**Brief 1:**
Answer these three questions about the forum thread on CPUs and GPUs. Put each answer on its own line, marked (a), (b) and (c) to match.
(a) Which simplified option does the thread name for using CUDA from C#?
(b) How many simple cores are grouped together inside a compute unit?
(c) Into how many threads must a problem break down to be a good candidate for a GPU implementation?
**Brief 2:**
In the forum thread on CPUs and GPUs, rewrite the paragraph beginning "GPU architectures and their instruction sets can be vastly different" as a short bulleted list that keeps its main facts.
**Brief 3:**
Pick up the forum thread on CPUs and GPUs after its last sentence and continue it for a few more sentences.

**Text section:**
Sorting array works very well on GPU although to have better performance than CPU you need CUDA cores on your card. Any mathematical formula and collection/array manipulation are extremely fast with CUDA compared to a CPU as these specific type of expressions are optimized for these specially and there are tons of core to process them at a time. You can use either the straight CUDA C++ implementation which is easy enough or the simplified version AleaGPU for C#. both you can throw pretty much any instruction you know on it but again specially any math formula and collections/array/vector iteration are the best.

shadow_ray · July 14, 2021

Here is my two cents' worth...

From a slightly different viewpoint than others before me.

CPUs contain lots of complicated circuitry and caches to minimize latency and synchronize memory between cores. This takes away space and energy from execution units but the small amount they have will be super quick.

GPU architectures contain hardware schedulers to quickly switch wraps/works items when the required data is not available so memory latency won't hurt them as much, but because of the huge amount of cores/execution units they need more memory throughput. Memory synchronization is highly limited, this makes programming them more complicated in some ways.

On 7/11/2021 at 8:03 PM, BotDamian said:

Why can XY programm run on the CPU but not on the GPU? Where is the difference, what instructions are missing etc?

You can think of a cuda core / shader core as a really simple cpu. It can do floating point and integer arithmetic similarly to CPU arithmetic units but they are not used on their own, 8, 16 or 32 of these simple cores are grouped together inside a compute unit (or StreamingMultiprocesor) and the same instructions are given to most of them (depens on arhitecture).

This is the key difference, same instruction is given to multiple execution units. If an algorithm is highly parallelizable then it will work great on a GPU, if not, then it will be much sower because most of the hardware won't be utilized.

To be more concrete: if a problem can't be broken down to 10s of thousands of threads it's probably not a good candidate for GPU implementation.

On 7/11/2021 at 8:03 PM, BotDamian said:

I also know that you don't talk to the GPU directly but use APIs like OpenGL, Vlukan, CUDA etc.

GPU architectures and their instruction sets can be vastly different. There are no standardized instruction sets like armv8 on mobile or amd64 on PC. If the GPU supports (let's say) OpenGL then the GPU driver will be able to compile the GLSL shader code for the card on the fly. Newer APIs support an intermediate representation (similarly to java byte code) but the main concept is the same: the driver will compile the intermediate code to the specific instruction set of the given architecture.

Eigenvektor · July 14, 2021

On 7/13/2021 at 8:44 AM, BotDamian said:

So sorting an array wouldn't be possible with a GPU?

Would it be possible? Yes. Would it make sense? Probably not. The strength of a GPU is to be able to process huge amounts of data in parallel. For anything else the CPU is usually better suited.

**Given data:**
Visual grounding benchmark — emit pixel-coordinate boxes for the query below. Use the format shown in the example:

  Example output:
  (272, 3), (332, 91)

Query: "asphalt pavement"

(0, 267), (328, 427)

**Task result 1:**
(a) AleaGPU
(b) 8, 16 or 32
(c) Tens of thousands

**Task result 2:**
- GPU architectures and instruction sets can differ greatly.
- Unlike armv8 on mobile or amd64 on PC, GPUs have no standardized instruction set.
- If a GPU supports an API such as OpenGL, its driver compiles the GLSL shader code for the card on the fly.
- Newer APIs use an intermediate representation, similar to Java bytecode, which the driver compiles to the specific architecture's instruction set.

**Task result 3:**
Imagine you have an array that contains a million number (N¹, N², N³, …). You want to add pairs of number like this:

add N1, N2
add N3, N4
add N5, N6
…

To add all of these numbers you have to perform 500,000 additions. Those additions can be done in parallel, since there is no interdependence.

If each addition takes one clock cycle, that would be 500,000 clock cycles on a single core CPU to complete. For a 5 GHz CPU (0.2 ns per clock cycle) this would take roughly 0.1 milliseconds to complete.

Now take a GPU with 1000 cores able to perform these additions in parallel, 1000 at a time. Instead of 500,000 clock cycles it will only take 500 clock cycles to complete. Even if your GPU is running at just 1 GHz (1 ns per clock cycle), it would be able to complete that in ~500 nanoseconds or 0.0005 ms.

Now do the same thing again, but make the additions depend on one another like this:

add N1, N2 (= R1)
add R1, N3 (= R2)
add R2, N4 (= R3)
…

This can no longer be run in parallel, because the result of each operation depends on the result of the previous operation. So you need to complete the first addition before you can start the second one and so on. If I'm not mistaken this would require a total of 999,999 additions.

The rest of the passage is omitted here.